_Selected excerpt:_
□ □ □ □

Post Traumatic Slave Syndrome

MLK Lecture Focuses on Lasting Effects of Slavery, Importance of Healing

Internationally known researcher, educator and author Joy DeGruy delivered a thought-provoking presentation of healing to a sold out crowd at the 10th annual Martin Luther King Jr. Lecture at the University of Missouri-Kansas City.

DeGruy is widely known as an ambassador for healing and being a voice for those who have struggled in search of the past and continue to struggle through the present. With 20 years’ worth of experience in social work and clinical psychology, she has traveled around the world presenting lectures, workshops and seminars that provide insight into various cultural and ethnic groups who form the basis of contemporary American society. One of those insights is into the concept of Post Traumatic Slave Syndrome.

According to DeGruy’s website, “PTSS is a theory that explains the [origin] of many of the adaptive survival behaviors in African American communities throughout the United States and the African Diaspora. It is a condition that exists as a consequence of multigenerational oppression of Africans and their descendants resulting from centuries of chattel slavery. A form of slavery which was predicated on the belief that African Americans were inherently/genetically inferior to whites. This was then followed by institutionalized racism which continues to perpetuate injury.”

□ □ □ □

_Records shown:_

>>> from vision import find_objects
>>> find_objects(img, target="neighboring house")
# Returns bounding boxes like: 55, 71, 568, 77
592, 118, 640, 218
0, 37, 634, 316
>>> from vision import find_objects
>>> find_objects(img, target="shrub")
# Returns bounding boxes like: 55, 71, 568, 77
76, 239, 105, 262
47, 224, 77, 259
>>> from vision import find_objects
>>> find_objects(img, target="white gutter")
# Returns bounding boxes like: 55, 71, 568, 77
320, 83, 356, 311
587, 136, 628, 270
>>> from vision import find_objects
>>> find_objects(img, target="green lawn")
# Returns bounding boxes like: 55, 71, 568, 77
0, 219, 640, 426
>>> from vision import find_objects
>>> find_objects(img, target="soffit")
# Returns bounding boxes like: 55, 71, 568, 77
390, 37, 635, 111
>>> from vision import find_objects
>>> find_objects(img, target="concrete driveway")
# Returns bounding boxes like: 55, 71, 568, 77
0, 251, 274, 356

□ □ □ □

_Complete the following:_
• 1. Decide whether each statement below agrees with the article on Joy DeGruy's lecture. For each one, answer yes or no and quote the words from the article that decide it.
(a) The presentation took place at the 10th annual Martin Luther King Jr. Lecture.
(b) DeGruy has 30 years of experience in social work and clinical psychology.
(c) PTSS is described as resulting from the oppression of a single generation.
• 2. Continue the article on Joy DeGruy's lecture, starting after its final sentence.

_Your written answers:_
• 1.
(a) Yes: "the 10th annual Martin Luther King Jr. Lecture at the University of Missouri-Kansas City"
(b) No: "With 20 years’ worth of experience in social work and clinical psychology"
(c) No: "a consequence of multigenerational oppression of Africans and their descendants"

• 2.
DeGruy pointed out that the term “Post Traumatic Slave Syndrome” causes an immediate, visceral response. “As a clinician, that’s always been surprising to me. I wanted to know what it was about the word ‘slavery’ that makes people so combative,” said DeGruy, explaining what drove her to write her book Post Traumatic Slave Syndrome — America’s Legacy of Enduring Injury and Healing.

The reason, DeGruy said, is because Americans have not learned how to deal with one another in a post-slavery America. Thus, the topic of slavery causes discomfort or cognitive dissonance. What most believe to be true about slavery is inconsistent with the truth of what actually occurred during those 400 years and, additionally, Jim Crow.

“When we talk about multi-generational trauma, I started to notice certain behaviors that existed in the black community,” said DeGruy. As she walked through specific examples of behavior patterns—vacant esteem, marked propensity for anger and violence and internalized racism—she explained how those behaviors were developed and where they come from. Likewise, DeGruy touched on noticeable behaviors of the dominant white group—desensitization, or diminished emotional response to negative stimuli, and the inability to empathize with the black experience in America—and how those also stem from multi-generational trauma.

“You can’t fix what you don’t understand, so you have to understand in order to know where you can heal,” said DeGruy. “It’s important when we talk about healing and understanding who you are, that we start telling the truth. It’s the secrets that make us sick.”

Her presentation focused on revealing truth to begin healing. History, DeGruy said, paints perfect men and noble nations, but it does not tell the truth.

DeGruy walked the audience through the truths in history from the beginning of the Diaspora, how slavery was justified to the effects it has had on generations of people – both the descendents of the oppressed and those who did the oppressing.

As she closed, she touched briefly on epigenetics and how trauma affects DNA. DeGruy said according to research, trauma is trapped in DNA and can thus be passed down through generations. A child conceived post-trauma will acquire subtractive genetic information. No one group, DeGruy said, went unscathed. Everybody is broken.

“I understand we are coming up on Black History Month, but we should have learned this earlier,” DeGruy said, adding that she’s trying to stop this trauma from happening to future generations.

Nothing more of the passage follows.